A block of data
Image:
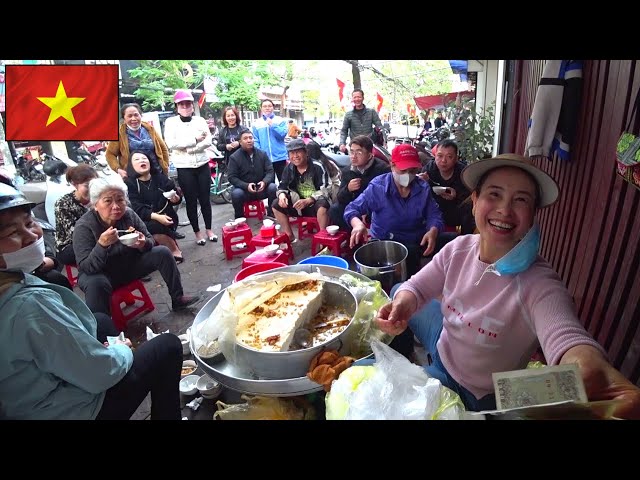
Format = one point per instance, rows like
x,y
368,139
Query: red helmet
x,y
182,96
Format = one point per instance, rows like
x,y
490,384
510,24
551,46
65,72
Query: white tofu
x,y
270,327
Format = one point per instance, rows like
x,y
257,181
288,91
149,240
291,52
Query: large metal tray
x,y
235,378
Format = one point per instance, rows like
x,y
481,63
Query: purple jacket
x,y
404,220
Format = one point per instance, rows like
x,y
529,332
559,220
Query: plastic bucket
x,y
330,260
257,268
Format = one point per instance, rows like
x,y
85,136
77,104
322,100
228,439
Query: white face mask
x,y
26,259
404,179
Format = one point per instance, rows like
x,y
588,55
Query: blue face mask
x,y
520,257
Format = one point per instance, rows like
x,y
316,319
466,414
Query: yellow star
x,y
61,105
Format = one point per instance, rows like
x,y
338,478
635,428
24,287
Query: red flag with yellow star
x,y
61,102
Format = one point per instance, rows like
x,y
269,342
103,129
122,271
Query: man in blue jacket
x,y
268,132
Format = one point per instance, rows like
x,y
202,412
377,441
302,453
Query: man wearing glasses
x,y
355,178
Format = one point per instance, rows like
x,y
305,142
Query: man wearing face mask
x,y
401,209
55,359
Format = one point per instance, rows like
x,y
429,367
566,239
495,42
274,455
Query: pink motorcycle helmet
x,y
182,96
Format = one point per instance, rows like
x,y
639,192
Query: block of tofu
x,y
270,326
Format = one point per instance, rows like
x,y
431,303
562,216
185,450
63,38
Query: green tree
x,y
238,82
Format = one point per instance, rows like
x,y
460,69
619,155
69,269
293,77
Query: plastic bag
x,y
392,389
266,408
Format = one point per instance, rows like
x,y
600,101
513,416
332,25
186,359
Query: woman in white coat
x,y
188,136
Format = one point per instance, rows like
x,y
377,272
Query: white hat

TASK REQUIREMENTS: Show each line from the entries above that contains the word "jacket". Case counts.

RESULT OF THE TASK:
Query: purple jacket
Query: man in blue jacket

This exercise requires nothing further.